TASK DETAILS
Copy the material below, switching every "Target" to "Label" and leaving everything else unchanged.

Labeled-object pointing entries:
Begin
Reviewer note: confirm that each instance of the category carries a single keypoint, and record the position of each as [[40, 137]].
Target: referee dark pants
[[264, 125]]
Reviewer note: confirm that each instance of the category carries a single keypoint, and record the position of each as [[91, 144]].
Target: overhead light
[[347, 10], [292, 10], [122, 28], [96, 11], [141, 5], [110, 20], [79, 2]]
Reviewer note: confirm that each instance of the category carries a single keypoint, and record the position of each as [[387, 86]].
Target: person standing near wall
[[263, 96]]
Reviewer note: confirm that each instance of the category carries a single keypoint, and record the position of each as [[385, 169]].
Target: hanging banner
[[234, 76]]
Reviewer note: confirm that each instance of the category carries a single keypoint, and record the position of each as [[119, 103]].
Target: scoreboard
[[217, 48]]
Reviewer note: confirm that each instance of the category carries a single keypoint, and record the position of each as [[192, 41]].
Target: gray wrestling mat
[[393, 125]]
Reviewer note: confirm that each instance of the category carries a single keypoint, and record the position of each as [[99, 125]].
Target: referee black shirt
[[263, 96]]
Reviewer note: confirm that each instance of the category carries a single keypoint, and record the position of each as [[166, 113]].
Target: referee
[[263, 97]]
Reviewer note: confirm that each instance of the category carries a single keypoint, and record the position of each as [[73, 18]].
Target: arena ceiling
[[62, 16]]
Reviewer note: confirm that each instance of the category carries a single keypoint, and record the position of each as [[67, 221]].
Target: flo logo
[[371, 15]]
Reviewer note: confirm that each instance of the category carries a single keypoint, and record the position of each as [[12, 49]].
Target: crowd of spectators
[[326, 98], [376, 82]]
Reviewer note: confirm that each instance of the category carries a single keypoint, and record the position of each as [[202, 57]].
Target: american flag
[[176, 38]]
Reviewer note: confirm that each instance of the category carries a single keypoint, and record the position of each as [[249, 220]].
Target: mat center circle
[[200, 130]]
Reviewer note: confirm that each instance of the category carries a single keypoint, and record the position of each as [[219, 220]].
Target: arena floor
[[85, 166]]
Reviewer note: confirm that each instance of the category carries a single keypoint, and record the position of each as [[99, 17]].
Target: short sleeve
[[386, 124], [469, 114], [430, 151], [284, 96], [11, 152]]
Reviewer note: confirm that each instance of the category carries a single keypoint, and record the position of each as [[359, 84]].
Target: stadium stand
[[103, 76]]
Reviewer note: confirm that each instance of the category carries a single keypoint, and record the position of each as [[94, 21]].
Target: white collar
End
WRITTEN ANSWER
Reviewer note: confirm that each instance of the category carries a single keypoint, and record the position of each as [[40, 137]].
Label: referee dark pants
[[264, 125]]
Reviewer note: confirm that each instance of the category carries a single keypoint, and record the position of each as [[91, 144]].
Label: overhead light
[[347, 10], [292, 10], [122, 28], [96, 11], [141, 5], [110, 20], [79, 2]]
Reviewer note: confirm that each instance of the category carries a single keypoint, and record the position of each as [[387, 86]].
Label: person standing near wall
[[263, 96]]
Reviewer note: confirm that each instance of the category carries a single keypoint, and record the position of each as [[385, 169]].
Label: hanging banner
[[234, 76]]
Reviewer note: confirm that each instance of the category carries a single keypoint, and record the position of each as [[119, 103]].
Label: scoreboard
[[217, 48]]
Reviewer note: confirm that each instance of the category carries a single keypoint, and record the position of each as [[192, 41]].
Label: gray wrestling mat
[[393, 125]]
Reviewer note: confirm that each instance of the category carries a single keypoint, and record the position of each as [[99, 125]].
Label: referee black shirt
[[263, 96]]
Reviewer note: confirm that each instance of the category carries a single keypoint, and record the position of each as [[166, 113]].
Label: referee
[[263, 97]]
Reviewer note: confirm that each instance of the category carries a single keypoint, and record the position of each as [[73, 18]].
Label: arena ceiling
[[62, 16]]
Reviewer note: confirm that each instance of the category carries a single keypoint, and record the position of each as [[67, 221]].
Label: flo logo
[[371, 15]]
Reviewer note: confirm that each instance of the category carries a single keypoint, and record the position of each as [[12, 49]].
Label: crowd of spectators
[[326, 98], [376, 82]]
Reviewer note: confirm that each instance of the category carries a single keypoint, and record the position of each as [[202, 57]].
Label: american flag
[[176, 38]]
Reviewer note: confirm that each instance of the category carries a single keypoint, and record the position of each as [[249, 220]].
Label: mat center circle
[[200, 130]]
Reviewer note: confirm that each instance of the category carries a single keypoint, and record the position of each as [[219, 220]].
Label: arena floor
[[85, 166]]
Reviewer note: confirm that each instance of the category carries a single keypoint, and record the position of each as [[99, 17]].
Label: short sleeve
[[386, 124], [469, 114], [430, 151], [284, 96], [11, 152]]
Reviewer note: confirm that each instance of the category carries a single keypoint, and record the position of each as [[359, 84]].
Label: stadium stand
[[103, 76]]
Reviewer note: confirm that each instance of the category carries a single keypoint, and record the position of each as [[94, 21]].
Label: white collar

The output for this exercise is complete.